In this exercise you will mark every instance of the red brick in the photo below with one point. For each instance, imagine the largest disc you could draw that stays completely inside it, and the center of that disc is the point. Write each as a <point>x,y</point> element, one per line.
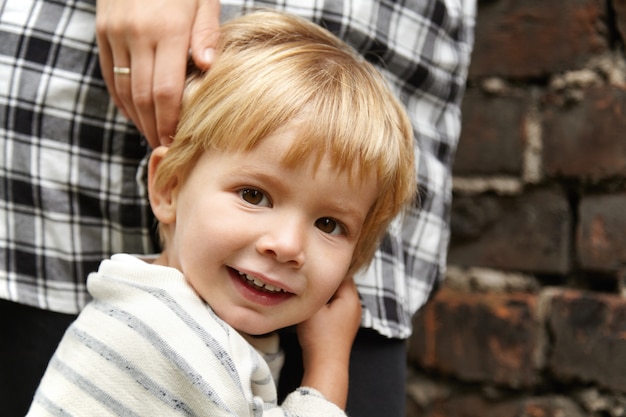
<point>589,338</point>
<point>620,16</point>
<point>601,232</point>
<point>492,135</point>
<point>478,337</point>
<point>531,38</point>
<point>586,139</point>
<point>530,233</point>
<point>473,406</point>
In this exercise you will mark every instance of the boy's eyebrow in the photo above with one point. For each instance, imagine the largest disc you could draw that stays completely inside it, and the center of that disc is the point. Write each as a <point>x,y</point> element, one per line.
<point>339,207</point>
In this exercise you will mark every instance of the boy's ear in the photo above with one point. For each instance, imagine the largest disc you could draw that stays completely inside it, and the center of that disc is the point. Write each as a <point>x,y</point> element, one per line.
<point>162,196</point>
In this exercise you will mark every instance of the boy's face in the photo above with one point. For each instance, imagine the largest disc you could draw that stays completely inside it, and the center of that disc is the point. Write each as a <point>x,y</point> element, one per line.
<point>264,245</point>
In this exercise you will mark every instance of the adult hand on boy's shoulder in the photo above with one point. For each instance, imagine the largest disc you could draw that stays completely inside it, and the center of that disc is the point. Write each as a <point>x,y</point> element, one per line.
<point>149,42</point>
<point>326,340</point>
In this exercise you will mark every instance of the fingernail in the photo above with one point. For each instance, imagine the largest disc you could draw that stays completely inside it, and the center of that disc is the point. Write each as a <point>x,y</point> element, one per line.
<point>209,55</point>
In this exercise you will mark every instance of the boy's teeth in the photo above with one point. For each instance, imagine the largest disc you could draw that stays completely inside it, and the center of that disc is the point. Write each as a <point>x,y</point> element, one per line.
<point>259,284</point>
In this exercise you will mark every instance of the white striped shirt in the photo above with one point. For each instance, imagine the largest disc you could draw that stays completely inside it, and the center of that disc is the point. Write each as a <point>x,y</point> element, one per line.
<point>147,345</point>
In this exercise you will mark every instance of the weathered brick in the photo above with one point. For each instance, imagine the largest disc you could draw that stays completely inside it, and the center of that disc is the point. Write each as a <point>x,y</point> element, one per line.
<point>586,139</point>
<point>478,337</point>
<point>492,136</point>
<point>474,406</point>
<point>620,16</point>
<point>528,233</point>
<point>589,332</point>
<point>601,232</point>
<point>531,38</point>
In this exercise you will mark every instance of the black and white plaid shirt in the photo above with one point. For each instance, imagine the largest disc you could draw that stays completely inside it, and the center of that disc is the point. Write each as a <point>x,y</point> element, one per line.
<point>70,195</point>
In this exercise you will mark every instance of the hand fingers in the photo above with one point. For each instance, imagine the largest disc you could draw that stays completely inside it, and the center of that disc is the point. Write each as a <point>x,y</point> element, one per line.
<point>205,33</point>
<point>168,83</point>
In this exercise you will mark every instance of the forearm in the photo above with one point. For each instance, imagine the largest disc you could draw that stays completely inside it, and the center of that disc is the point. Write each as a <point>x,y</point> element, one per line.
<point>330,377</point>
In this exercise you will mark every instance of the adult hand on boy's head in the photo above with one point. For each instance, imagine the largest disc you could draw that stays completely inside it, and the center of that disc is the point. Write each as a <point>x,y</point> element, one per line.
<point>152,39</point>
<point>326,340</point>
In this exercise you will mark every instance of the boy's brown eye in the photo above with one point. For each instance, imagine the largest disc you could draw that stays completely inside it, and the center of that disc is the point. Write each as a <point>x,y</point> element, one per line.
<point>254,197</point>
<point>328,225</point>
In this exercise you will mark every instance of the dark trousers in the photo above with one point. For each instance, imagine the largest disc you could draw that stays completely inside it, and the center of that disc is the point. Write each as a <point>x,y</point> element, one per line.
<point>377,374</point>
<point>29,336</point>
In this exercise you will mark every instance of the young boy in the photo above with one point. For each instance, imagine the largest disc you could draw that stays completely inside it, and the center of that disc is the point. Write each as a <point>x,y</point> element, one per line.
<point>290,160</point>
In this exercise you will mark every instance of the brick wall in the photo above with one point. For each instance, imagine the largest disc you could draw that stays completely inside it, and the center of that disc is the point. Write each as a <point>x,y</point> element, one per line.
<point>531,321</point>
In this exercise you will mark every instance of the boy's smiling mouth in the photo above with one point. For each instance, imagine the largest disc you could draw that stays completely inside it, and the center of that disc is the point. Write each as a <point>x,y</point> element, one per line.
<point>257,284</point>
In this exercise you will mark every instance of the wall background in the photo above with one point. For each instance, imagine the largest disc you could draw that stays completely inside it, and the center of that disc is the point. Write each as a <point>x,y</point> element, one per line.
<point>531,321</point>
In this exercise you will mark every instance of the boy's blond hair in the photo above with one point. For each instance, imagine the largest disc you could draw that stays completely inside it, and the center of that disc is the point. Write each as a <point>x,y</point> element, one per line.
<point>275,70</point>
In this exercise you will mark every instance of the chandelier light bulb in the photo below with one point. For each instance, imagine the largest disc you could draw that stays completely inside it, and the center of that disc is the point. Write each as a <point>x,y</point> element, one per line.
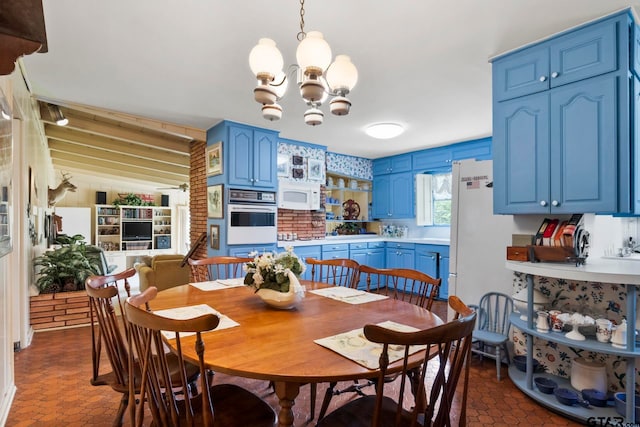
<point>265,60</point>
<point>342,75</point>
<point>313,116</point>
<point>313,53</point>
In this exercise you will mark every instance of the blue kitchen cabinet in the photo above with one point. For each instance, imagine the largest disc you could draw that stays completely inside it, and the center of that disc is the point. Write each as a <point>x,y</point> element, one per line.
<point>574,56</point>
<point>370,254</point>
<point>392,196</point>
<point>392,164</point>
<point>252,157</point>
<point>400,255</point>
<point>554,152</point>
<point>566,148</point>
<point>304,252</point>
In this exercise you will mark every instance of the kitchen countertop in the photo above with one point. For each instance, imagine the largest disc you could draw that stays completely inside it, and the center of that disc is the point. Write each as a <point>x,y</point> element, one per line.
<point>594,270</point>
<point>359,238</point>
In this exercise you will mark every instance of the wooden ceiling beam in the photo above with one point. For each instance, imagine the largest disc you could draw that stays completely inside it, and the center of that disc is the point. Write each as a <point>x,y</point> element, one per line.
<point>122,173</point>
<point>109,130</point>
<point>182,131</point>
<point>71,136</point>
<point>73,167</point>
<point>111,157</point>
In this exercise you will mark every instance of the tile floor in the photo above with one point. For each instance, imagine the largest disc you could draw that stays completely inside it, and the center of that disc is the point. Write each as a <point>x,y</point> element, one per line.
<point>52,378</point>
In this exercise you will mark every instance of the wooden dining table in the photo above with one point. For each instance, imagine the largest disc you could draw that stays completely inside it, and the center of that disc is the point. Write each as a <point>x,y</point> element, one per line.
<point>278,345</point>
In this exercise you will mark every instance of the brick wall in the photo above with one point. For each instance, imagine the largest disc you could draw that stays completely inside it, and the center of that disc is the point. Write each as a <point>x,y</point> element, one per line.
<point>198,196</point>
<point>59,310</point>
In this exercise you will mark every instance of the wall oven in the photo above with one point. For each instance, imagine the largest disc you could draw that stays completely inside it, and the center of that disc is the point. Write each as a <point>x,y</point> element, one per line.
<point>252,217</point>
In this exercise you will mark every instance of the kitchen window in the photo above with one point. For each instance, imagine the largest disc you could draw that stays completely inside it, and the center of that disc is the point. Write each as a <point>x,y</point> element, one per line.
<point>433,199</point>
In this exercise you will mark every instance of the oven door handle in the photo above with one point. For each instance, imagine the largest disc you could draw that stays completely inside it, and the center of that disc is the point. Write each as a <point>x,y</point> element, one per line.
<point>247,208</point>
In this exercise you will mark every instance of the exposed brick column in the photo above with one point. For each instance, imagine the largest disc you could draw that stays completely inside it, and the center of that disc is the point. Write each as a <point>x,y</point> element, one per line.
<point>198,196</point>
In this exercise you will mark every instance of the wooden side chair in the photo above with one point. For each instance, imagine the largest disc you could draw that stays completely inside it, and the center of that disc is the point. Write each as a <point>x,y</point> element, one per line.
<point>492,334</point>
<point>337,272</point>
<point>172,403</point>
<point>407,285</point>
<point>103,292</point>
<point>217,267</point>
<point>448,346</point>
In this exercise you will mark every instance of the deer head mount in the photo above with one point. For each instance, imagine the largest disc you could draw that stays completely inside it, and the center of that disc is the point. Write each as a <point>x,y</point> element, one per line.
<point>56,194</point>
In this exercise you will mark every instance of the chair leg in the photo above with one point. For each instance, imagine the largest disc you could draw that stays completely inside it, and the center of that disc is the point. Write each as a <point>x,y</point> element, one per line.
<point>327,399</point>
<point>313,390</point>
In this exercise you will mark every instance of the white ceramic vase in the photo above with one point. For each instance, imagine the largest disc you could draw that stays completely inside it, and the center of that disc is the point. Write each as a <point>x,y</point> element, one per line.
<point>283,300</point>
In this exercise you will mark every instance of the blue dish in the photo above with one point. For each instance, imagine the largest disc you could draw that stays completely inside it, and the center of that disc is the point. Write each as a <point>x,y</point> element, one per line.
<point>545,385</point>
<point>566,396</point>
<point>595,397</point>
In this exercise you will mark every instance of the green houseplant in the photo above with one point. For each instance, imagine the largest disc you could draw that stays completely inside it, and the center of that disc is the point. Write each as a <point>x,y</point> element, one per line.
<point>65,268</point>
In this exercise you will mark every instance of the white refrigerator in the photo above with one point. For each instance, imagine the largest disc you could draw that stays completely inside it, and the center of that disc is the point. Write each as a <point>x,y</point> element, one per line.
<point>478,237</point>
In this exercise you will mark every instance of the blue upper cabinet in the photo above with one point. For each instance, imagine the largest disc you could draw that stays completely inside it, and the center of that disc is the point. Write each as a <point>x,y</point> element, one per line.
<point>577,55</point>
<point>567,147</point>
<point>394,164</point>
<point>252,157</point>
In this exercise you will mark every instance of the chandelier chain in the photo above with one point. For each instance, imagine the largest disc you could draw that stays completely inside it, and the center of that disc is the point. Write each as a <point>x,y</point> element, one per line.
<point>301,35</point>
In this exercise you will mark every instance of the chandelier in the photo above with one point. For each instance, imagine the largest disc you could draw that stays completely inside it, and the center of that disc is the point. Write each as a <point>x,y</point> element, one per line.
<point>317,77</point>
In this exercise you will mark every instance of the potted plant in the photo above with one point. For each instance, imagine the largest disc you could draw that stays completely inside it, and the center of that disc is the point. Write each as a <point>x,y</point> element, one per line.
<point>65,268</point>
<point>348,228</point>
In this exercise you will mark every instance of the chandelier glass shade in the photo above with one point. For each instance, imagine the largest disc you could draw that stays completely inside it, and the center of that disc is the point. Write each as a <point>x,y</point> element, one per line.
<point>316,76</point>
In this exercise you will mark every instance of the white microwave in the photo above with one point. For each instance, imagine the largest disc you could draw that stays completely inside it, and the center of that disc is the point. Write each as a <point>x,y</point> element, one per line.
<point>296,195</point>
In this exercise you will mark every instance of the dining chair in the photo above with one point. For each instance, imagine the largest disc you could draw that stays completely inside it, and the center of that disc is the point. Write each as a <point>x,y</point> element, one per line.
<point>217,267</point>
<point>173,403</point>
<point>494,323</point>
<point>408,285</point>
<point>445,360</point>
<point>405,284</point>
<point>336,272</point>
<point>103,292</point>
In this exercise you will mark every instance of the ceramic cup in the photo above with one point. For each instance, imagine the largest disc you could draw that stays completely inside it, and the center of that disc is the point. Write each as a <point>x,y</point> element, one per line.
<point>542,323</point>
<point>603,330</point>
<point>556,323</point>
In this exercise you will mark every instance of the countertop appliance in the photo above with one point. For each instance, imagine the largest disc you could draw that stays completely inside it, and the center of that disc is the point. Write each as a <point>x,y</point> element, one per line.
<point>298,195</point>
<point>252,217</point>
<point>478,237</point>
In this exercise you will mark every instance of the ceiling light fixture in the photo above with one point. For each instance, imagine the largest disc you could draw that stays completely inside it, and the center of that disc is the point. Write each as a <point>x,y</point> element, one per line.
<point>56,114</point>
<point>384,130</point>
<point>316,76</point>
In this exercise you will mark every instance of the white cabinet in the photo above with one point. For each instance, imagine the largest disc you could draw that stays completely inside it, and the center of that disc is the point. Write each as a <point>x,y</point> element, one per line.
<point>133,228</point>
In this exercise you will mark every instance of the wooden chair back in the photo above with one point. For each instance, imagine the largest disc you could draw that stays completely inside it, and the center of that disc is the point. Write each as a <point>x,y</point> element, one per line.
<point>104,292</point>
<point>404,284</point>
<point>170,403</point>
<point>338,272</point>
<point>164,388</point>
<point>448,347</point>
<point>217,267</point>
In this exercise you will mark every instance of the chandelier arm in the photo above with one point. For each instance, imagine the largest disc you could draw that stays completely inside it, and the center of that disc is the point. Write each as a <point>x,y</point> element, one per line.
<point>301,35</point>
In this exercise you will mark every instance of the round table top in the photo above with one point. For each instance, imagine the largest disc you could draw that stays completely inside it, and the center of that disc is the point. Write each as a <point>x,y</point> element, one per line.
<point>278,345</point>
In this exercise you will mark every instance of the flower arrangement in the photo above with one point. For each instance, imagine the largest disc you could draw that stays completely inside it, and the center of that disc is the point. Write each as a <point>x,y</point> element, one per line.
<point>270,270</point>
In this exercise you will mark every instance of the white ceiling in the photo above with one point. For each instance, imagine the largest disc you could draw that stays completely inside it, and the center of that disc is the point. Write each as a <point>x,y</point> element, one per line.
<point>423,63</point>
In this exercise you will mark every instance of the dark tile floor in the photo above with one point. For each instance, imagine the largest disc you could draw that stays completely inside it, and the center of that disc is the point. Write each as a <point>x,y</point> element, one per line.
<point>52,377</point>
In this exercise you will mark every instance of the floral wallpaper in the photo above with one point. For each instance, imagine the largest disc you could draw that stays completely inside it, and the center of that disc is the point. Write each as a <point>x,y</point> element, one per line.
###
# Short problem:
Starting with the line that contains "In this exercise you will mark every instance of the flower", output every line through the end of the listing above, unchanged.

# The output:
In this exercise you will mark every instance of the flower arrangement in the photo above with one point. For each instance, imagine the largest disc you could draw that stays completely inside it, and the center of that disc is the point. Write each as a <point>x,y</point> element, one per line.
<point>270,270</point>
In this exercise you will mark every instance of the white ceiling in the photo above with one point. For each instance, imagine the largest disc you could draw that stays completely inside it, and the center of that disc is the point. Write each as a <point>x,y</point> element, one per line.
<point>423,63</point>
In this exercise you will mark every instance of the dark tile floor in the photo above with one point. For each instance, imagine the largest disc you could draw that stays completely inside it, and the center of that disc is the point. Write each as a <point>x,y</point> element, one per line.
<point>52,377</point>
In this exercise you will mark every instance of the floral wallpaper in the photo above with one point. For each instance, imagine the largest disc you could draw that stays completely inside it, and the center of that disc is the point. Write each as a <point>x,y</point> element, one per line.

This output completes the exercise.